╔══

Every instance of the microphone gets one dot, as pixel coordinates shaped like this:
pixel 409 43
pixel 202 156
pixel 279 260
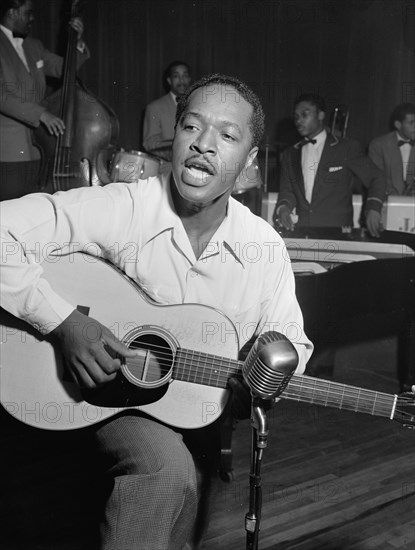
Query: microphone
pixel 269 365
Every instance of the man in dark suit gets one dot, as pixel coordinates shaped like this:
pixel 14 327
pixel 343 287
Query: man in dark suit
pixel 394 153
pixel 24 63
pixel 317 175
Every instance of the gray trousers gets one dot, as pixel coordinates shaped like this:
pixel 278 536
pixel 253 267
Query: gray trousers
pixel 155 485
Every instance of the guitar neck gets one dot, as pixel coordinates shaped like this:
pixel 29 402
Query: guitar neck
pixel 210 370
pixel 341 396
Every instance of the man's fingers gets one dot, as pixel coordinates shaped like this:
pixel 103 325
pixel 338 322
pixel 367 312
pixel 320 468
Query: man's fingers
pixel 118 346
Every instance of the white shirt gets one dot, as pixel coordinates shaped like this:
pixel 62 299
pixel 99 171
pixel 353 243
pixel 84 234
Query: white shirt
pixel 244 271
pixel 405 150
pixel 17 44
pixel 310 157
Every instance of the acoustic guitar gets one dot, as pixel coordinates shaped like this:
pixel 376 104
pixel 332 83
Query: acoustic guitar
pixel 185 357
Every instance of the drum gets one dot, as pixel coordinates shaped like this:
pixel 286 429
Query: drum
pixel 248 188
pixel 130 166
pixel 249 178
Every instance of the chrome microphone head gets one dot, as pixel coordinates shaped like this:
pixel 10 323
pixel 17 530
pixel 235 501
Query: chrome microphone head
pixel 269 365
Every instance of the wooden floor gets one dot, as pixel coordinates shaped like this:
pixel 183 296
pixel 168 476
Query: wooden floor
pixel 331 480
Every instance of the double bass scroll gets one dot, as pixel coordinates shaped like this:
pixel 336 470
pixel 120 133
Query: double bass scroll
pixel 79 157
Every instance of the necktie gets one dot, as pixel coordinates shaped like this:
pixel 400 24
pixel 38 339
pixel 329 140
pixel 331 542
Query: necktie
pixel 18 43
pixel 306 141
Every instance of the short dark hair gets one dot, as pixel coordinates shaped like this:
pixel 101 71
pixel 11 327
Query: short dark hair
pixel 400 112
pixel 6 5
pixel 257 119
pixel 314 99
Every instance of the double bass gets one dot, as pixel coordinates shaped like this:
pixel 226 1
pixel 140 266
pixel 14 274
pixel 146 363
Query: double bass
pixel 79 157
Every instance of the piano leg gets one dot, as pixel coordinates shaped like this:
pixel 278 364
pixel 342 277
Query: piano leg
pixel 406 352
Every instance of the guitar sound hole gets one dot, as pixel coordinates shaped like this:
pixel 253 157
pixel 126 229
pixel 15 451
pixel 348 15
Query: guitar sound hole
pixel 153 362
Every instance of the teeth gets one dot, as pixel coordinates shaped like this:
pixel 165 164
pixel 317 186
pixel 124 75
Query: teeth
pixel 198 173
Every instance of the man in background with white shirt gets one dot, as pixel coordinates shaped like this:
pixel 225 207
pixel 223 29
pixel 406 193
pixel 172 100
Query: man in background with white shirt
pixel 160 115
pixel 24 63
pixel 394 153
pixel 317 175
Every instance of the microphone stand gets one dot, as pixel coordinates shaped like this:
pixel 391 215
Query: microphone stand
pixel 259 425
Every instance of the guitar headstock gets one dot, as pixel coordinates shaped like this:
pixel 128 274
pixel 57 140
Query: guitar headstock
pixel 405 410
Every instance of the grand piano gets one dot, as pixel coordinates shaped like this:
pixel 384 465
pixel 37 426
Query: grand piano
pixel 354 287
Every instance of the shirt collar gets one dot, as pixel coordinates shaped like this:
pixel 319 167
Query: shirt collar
pixel 8 33
pixel 400 138
pixel 321 137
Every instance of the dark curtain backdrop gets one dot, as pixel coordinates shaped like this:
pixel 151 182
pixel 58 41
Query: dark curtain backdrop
pixel 355 52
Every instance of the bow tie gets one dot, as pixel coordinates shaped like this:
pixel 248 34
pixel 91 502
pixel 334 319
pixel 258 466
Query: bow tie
pixel 306 141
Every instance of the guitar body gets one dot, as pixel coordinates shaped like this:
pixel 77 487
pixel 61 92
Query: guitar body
pixel 35 387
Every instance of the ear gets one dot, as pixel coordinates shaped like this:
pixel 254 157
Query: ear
pixel 251 156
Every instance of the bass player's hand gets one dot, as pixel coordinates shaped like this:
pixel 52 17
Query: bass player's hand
pixel 87 346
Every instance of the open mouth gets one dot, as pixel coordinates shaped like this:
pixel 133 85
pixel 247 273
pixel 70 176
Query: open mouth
pixel 199 170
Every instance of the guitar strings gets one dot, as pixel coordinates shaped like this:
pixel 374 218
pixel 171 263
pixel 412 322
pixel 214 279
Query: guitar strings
pixel 189 363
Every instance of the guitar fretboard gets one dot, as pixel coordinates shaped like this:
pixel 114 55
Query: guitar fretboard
pixel 211 370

╚══

▶ **Work to do**: Write out every line of all the rows above as a numbered list, skipping blank lines and omitting the pictures.

▶ **Written response**:
1. Every instance of the microphone gets one dot, as pixel coordinates shaped like this:
2. pixel 409 43
3. pixel 202 156
4. pixel 279 260
5. Query: microphone
6. pixel 269 365
7. Every instance of the man in dark suit gets one dot, as pixel coordinates shaped like this:
8. pixel 14 327
9. pixel 343 287
10. Query: man in dark suit
11. pixel 394 153
12. pixel 24 63
13. pixel 317 175
14. Every instance of the gray trousers gets one dot, as pixel coordinates shaped like this:
15. pixel 278 536
16. pixel 253 267
17. Query: gray trousers
18. pixel 155 485
19. Every instance of the guitar neck gets one dot, as pixel coordinates shaped like this:
20. pixel 29 402
21. Query: guitar neck
22. pixel 210 370
23. pixel 341 396
24. Every instance of the man's fingers gets one dot, as pixel coordinates shaped like this:
25. pixel 103 325
26. pixel 338 322
27. pixel 367 312
28. pixel 320 468
29. Query: man's fingers
30. pixel 118 346
31. Every instance of the white shirt gets one dot, as pixel coordinates shaped like this:
32. pixel 62 299
33. pixel 99 171
34. pixel 353 243
35. pixel 84 234
36. Query: white shirt
37. pixel 244 271
38. pixel 405 150
39. pixel 17 44
40. pixel 310 157
41. Every instance of the acoustic guitar gets one dot, as pixel coordinates shaped like this:
42. pixel 376 104
43. pixel 332 83
44. Query: acoustic guitar
45. pixel 185 357
46. Every instance of the drum gets one dot, as pixel coordinates shaped like this:
47. pixel 286 429
48. Query: drum
49. pixel 248 188
50. pixel 130 166
51. pixel 249 178
52. Every instance of the chrome microphone head gets one dot, as pixel coordinates shaped like this:
53. pixel 10 323
54. pixel 17 530
55. pixel 235 501
56. Query: chrome microphone head
57. pixel 269 365
58. Every instance of the wooden floor gets one dot, as pixel coordinates shaped like this:
59. pixel 183 296
60. pixel 168 476
61. Query: wooden floor
62. pixel 331 480
63. Every instance of the double bass scroll gets one dot, as pixel coordinates shaped like this:
64. pixel 336 470
65. pixel 120 133
66. Query: double bass scroll
67. pixel 79 157
68. Every instance of the necktie gets one dot, as pixel coordinates shaped like this:
69. pixel 400 24
70. pixel 38 339
71. pixel 329 140
72. pixel 331 542
73. Query: necktie
74. pixel 18 43
75. pixel 306 141
76. Every instance of the short dark hair gets one dot, as pixel coordinates shaped like this:
77. pixel 101 71
78. pixel 11 327
79. Query: short dark hair
80. pixel 400 112
81. pixel 6 5
82. pixel 257 119
83. pixel 314 99
84. Every instance of the double bass gets one dot, as pixel coordinates shaped like this:
85. pixel 226 1
86. pixel 140 266
87. pixel 14 274
88. pixel 146 363
89. Query: double bass
90. pixel 79 157
91. Every instance of the piano leg gets one dot, as pixel coordinates shaped like this:
92. pixel 278 364
93. pixel 342 277
94. Query: piano leg
95. pixel 406 352
96. Every instance of the guitar sound hole gets one dot, as pixel coordinates shaped like this:
97. pixel 253 157
98. pixel 126 229
99. pixel 15 451
100. pixel 348 15
101. Query: guitar sound hole
102. pixel 153 362
103. Every instance of the teeth gets one dot, as pixel coordinates shaped like this:
104. pixel 165 164
105. pixel 317 186
106. pixel 124 75
107. Query: teeth
108. pixel 198 173
109. Every instance of the man in background with white shirt gets one dot, as pixel coordinates shaped like this:
110. pixel 225 207
111. pixel 223 29
112. pixel 406 193
113. pixel 172 100
114. Query: man in background with white shirt
115. pixel 160 115
116. pixel 24 63
117. pixel 394 153
118. pixel 317 175
119. Every instance of the microphone stand gets one dot, as pixel coordinates shaped like this:
120. pixel 391 215
121. Query: microphone stand
122. pixel 259 425
123. Every instance of the guitar headstock gets one dot, as pixel coordinates shaped like this:
124. pixel 128 274
125. pixel 57 140
126. Query: guitar headstock
127. pixel 405 410
128. Every instance of the grand piano gets one dot, as pixel coordinates shaped like this:
129. pixel 384 465
130. pixel 37 426
131. Query: grand piano
132. pixel 354 287
133. Every instance of the shirt collar gets one dot, as pixel coordinates shaped like this:
134. pixel 319 167
135. Query: shirt collar
136. pixel 8 33
137. pixel 400 138
138. pixel 321 137
139. Every instance of the dark curtain backdrop gets one dot, as pixel coordinates shaped like this:
140. pixel 151 182
141. pixel 58 41
142. Query: dark curtain backdrop
143. pixel 355 52
144. Every instance of the bow tie gets one dot, as pixel coordinates shaped like this:
145. pixel 248 34
146. pixel 91 502
147. pixel 334 319
148. pixel 258 466
149. Query: bow tie
150. pixel 306 141
151. Every instance of the guitar body gets one dot, as pixel coordinates shaped like this:
152. pixel 77 487
153. pixel 61 92
154. Query: guitar body
155. pixel 35 387
156. Every instance of the ear gets one dot, as pixel coordinates shaped like this:
157. pixel 254 157
158. Query: ear
159. pixel 251 156
160. Every instance of the bass player's hand gets one dot, as pixel coordinates shaped like this:
161. pixel 52 17
162. Query: bass player's hand
163. pixel 87 346
164. Every instance of the open mouth gets one dot, as pixel coordinates shaped like this:
165. pixel 133 85
166. pixel 247 273
167. pixel 70 176
168. Query: open mouth
169. pixel 199 170
170. Every instance of the guitar strings gets one dot, as pixel coordinates shaped like this:
171. pixel 374 218
172. pixel 171 263
173. pixel 412 322
174. pixel 214 279
175. Query: guitar strings
176. pixel 189 363
177. Every instance of the guitar fretboard gets one dot, as pixel coordinates shaped like this:
178. pixel 114 55
179. Query: guitar fretboard
180. pixel 211 370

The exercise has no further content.